=== Written problem ===
Print the records below exactly as they appear.

==== Records provided ====

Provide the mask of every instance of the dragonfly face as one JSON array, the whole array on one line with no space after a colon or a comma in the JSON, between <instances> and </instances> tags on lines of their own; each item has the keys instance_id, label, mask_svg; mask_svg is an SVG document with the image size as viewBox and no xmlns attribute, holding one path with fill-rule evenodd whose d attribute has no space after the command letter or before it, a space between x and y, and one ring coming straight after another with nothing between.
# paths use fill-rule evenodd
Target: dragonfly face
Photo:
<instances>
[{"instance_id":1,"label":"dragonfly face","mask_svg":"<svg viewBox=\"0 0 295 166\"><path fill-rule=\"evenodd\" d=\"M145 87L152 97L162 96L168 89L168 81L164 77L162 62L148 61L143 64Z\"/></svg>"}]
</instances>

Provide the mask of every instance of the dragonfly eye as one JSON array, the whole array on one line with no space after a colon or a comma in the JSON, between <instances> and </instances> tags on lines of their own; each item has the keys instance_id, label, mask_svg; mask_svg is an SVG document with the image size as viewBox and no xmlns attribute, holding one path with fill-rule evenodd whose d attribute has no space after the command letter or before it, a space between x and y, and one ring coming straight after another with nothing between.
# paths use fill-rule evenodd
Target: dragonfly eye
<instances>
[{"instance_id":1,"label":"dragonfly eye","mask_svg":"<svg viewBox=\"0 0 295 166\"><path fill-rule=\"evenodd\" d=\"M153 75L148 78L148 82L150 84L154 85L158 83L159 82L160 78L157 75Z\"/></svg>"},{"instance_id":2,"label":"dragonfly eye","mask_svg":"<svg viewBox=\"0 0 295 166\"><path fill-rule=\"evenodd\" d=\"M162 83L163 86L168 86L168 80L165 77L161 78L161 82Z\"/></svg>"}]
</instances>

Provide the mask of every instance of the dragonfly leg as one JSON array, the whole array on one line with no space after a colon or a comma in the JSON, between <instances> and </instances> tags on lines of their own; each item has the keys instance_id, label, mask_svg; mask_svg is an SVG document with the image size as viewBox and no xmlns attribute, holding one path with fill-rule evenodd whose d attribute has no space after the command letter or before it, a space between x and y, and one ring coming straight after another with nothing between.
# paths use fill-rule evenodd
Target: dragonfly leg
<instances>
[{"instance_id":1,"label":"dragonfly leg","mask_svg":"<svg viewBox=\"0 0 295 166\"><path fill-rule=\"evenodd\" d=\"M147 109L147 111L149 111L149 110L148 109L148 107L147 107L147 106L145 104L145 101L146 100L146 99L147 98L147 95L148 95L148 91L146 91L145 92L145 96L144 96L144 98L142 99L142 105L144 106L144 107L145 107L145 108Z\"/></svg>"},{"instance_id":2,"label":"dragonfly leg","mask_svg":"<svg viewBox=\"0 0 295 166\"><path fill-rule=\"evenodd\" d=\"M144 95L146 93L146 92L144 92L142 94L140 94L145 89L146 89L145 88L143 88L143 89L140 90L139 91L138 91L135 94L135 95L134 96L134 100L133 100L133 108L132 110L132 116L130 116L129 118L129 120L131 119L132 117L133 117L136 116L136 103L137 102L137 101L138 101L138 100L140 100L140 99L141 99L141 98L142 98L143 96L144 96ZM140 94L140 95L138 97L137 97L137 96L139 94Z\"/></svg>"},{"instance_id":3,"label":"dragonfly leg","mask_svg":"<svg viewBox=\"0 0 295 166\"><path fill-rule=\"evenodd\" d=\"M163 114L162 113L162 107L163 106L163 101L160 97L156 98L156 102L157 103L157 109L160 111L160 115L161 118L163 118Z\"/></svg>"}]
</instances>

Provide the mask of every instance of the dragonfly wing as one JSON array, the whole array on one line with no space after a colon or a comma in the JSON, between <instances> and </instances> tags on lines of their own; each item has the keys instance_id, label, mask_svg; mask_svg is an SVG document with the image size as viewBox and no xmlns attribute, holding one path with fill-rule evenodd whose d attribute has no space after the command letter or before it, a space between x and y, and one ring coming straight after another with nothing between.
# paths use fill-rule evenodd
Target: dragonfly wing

====

=== Task result ===
Provide the mask of every instance of the dragonfly face as one JSON array, the whole array on one line with no space after a colon or a comma in the JSON, between <instances> and </instances> tags on lines of their own; each item has the keys instance_id, label, mask_svg; mask_svg is an SVG document with the image size as viewBox and no xmlns attribute, holding one path with fill-rule evenodd whose d attribute has no space after the command letter or before it, a space between x and y, and one ring coming straight after another with nothing between.
# paths use fill-rule evenodd
Target: dragonfly face
Photo:
<instances>
[{"instance_id":1,"label":"dragonfly face","mask_svg":"<svg viewBox=\"0 0 295 166\"><path fill-rule=\"evenodd\" d=\"M145 87L152 97L162 96L168 89L168 81L164 77L162 62L148 61L143 64Z\"/></svg>"}]
</instances>

Provide the mask of every instance of the dragonfly eye as one JSON array, the whole array on one line with no space after a colon or a comma in the JSON, between <instances> and </instances> tags on lines of their own; each item has the keys instance_id, label, mask_svg; mask_svg is an SVG document with the image size as viewBox and no xmlns attribute, holding one path with fill-rule evenodd whose d attribute has no space after the command letter or before it, a space between x and y, and one ring coming straight after another with nothing between.
# paths use fill-rule evenodd
Target: dragonfly eye
<instances>
[{"instance_id":1,"label":"dragonfly eye","mask_svg":"<svg viewBox=\"0 0 295 166\"><path fill-rule=\"evenodd\" d=\"M153 75L148 78L148 82L150 84L154 85L158 83L159 82L160 78L157 75Z\"/></svg>"},{"instance_id":2,"label":"dragonfly eye","mask_svg":"<svg viewBox=\"0 0 295 166\"><path fill-rule=\"evenodd\" d=\"M162 83L163 86L168 86L168 80L165 77L161 78L161 82Z\"/></svg>"}]
</instances>

Provide the mask of every instance of the dragonfly leg as one JSON array, the whole array on one line with no space after a colon or a comma in the JSON, between <instances> and </instances> tags on lines of their own; each item has the keys instance_id, label, mask_svg; mask_svg is an SVG document with the image size as viewBox and no xmlns attribute, holding one path with fill-rule evenodd whose d attribute has no space after the command letter or before it, a space between x and y, and one ring coming straight after another with nothing between.
# paths use fill-rule evenodd
Target: dragonfly leg
<instances>
[{"instance_id":1,"label":"dragonfly leg","mask_svg":"<svg viewBox=\"0 0 295 166\"><path fill-rule=\"evenodd\" d=\"M147 109L147 111L149 111L149 110L148 109L148 107L147 107L147 106L145 104L145 101L146 100L146 99L147 98L147 95L148 95L148 91L146 91L145 92L145 96L144 96L144 98L142 99L142 105L144 106L144 107L145 107L145 108Z\"/></svg>"},{"instance_id":2,"label":"dragonfly leg","mask_svg":"<svg viewBox=\"0 0 295 166\"><path fill-rule=\"evenodd\" d=\"M144 95L146 93L146 92L144 92L142 94L140 94L145 89L146 89L145 88L143 88L143 89L140 90L139 91L138 91L135 94L135 95L134 96L134 100L133 100L133 108L132 110L132 116L130 116L129 118L129 120L131 119L132 117L133 117L136 116L136 103L137 102L137 101L138 101L138 100L140 100L140 99L141 99L141 98L142 98L143 96L144 96ZM140 94L140 95L138 97L137 97L137 96L139 94Z\"/></svg>"},{"instance_id":3,"label":"dragonfly leg","mask_svg":"<svg viewBox=\"0 0 295 166\"><path fill-rule=\"evenodd\" d=\"M163 114L162 113L162 107L163 106L163 101L160 97L156 98L156 102L157 103L157 109L160 111L160 115L161 118L163 118Z\"/></svg>"}]
</instances>

Provide the mask of every instance of the dragonfly wing as one JSON array, the whole array on one line with no space after a colon or a comma in the JSON, between <instances> and </instances> tags on lines of their own; each item has the keys instance_id, label, mask_svg; mask_svg is an SVG document with the image size as viewBox and no xmlns attribute, holding one path with fill-rule evenodd whose d attribute has no space after the command letter or before it, a space between x and y, and one ring coming straight after another with nothing between.
# paths use fill-rule evenodd
Target: dragonfly wing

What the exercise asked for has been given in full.